* _What you are asked to do_
Reproduce the following lines verbatim.
★ ★ ★
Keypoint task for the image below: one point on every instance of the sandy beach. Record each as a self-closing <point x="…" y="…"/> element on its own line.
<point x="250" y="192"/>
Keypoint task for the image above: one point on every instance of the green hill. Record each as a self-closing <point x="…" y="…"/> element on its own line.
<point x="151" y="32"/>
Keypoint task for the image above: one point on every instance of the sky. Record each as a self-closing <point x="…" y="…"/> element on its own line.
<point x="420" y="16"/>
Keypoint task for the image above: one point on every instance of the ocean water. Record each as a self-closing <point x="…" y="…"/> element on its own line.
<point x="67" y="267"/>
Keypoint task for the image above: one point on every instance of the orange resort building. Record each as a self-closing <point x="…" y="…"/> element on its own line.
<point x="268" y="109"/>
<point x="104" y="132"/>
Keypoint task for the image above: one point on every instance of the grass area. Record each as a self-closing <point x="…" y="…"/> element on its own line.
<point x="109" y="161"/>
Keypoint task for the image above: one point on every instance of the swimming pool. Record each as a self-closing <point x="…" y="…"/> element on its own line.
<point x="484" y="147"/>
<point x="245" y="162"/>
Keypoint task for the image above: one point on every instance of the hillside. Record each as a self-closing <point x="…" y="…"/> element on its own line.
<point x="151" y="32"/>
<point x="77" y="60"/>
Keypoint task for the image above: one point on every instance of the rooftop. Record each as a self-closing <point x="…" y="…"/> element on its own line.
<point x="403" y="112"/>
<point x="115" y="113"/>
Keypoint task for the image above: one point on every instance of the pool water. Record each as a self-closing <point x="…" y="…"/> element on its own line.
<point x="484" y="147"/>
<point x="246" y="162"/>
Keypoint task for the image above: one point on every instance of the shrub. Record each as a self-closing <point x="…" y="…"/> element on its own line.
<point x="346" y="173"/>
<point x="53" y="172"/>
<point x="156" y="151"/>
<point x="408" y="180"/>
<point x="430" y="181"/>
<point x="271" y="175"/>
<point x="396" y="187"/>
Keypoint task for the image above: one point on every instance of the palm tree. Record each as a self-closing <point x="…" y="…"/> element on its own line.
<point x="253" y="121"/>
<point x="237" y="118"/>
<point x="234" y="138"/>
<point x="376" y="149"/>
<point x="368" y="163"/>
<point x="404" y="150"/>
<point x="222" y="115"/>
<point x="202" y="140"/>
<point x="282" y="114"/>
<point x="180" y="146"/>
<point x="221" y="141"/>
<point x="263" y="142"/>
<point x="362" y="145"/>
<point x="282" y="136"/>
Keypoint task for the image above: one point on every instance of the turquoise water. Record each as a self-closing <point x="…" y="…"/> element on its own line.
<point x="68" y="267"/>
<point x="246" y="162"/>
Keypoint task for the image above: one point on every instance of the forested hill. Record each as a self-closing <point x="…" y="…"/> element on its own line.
★ ★ ★
* _The solution_
Keypoint task for the image below: one point on every instance of the sandy beach. Record each as a self-closing <point x="…" y="…"/> element on its own line.
<point x="250" y="192"/>
Keypoint task for the image above: one point on every instance of the green hill. Record each as a self-closing <point x="…" y="…"/> element on its own line.
<point x="151" y="32"/>
Keypoint task for the image above: one point on every instance of the sky. Record each as a self-closing <point x="…" y="…"/> element on its own line.
<point x="420" y="16"/>
Keypoint task for the image above: one point on every instance of the ocean water. Record each as a self-closing <point x="…" y="…"/> element on its own line.
<point x="67" y="267"/>
Keypoint task for the image above: one point on every instance of the orange resort building. Record each as a self-closing <point x="…" y="…"/> element on its own line.
<point x="268" y="109"/>
<point x="104" y="132"/>
Keypoint task for the image above: one point on every instance of the grass area. Record each as a self-closing <point x="…" y="…"/> element on its own line.
<point x="109" y="161"/>
Keypoint task for the image above: one point on every instance of the swimming pool. Record each as a self-closing <point x="…" y="…"/> element on its own line.
<point x="484" y="147"/>
<point x="245" y="162"/>
Keypoint task for the image above: one point on every instance of the hillside. Record each as a self-closing <point x="…" y="…"/> element on its own line.
<point x="151" y="32"/>
<point x="77" y="60"/>
Keypoint task for the image above: one point on every instance of the rooftop. Record each as a self-closing <point x="…" y="…"/> element on its own line.
<point x="403" y="112"/>
<point x="115" y="113"/>
Keypoint task for the image above: one point on every instance of the pool water. Record each as a self-closing <point x="…" y="…"/> element on its own line.
<point x="484" y="147"/>
<point x="246" y="162"/>
Keypoint task for the image above: one point on every instance of the shrub. Record each as a self-closing <point x="…" y="…"/> element on its own line.
<point x="346" y="173"/>
<point x="53" y="172"/>
<point x="156" y="151"/>
<point x="408" y="180"/>
<point x="430" y="181"/>
<point x="271" y="175"/>
<point x="396" y="187"/>
Keypoint task for the image above: one point on every instance of the palm tree. Record each as a self-closing <point x="…" y="…"/> element on its own line.
<point x="253" y="121"/>
<point x="237" y="118"/>
<point x="234" y="138"/>
<point x="376" y="149"/>
<point x="368" y="163"/>
<point x="404" y="150"/>
<point x="222" y="115"/>
<point x="202" y="140"/>
<point x="282" y="114"/>
<point x="180" y="146"/>
<point x="221" y="141"/>
<point x="263" y="142"/>
<point x="362" y="145"/>
<point x="282" y="136"/>
Keypoint task for the image above: one point on every instance of the turquoise water. Record each as a self-closing <point x="…" y="…"/> element on its own line.
<point x="68" y="267"/>
<point x="246" y="162"/>
Keypoint task for the image above: one point on every instance of the forested hill. Record each as a self-closing <point x="…" y="…"/> element on its own line.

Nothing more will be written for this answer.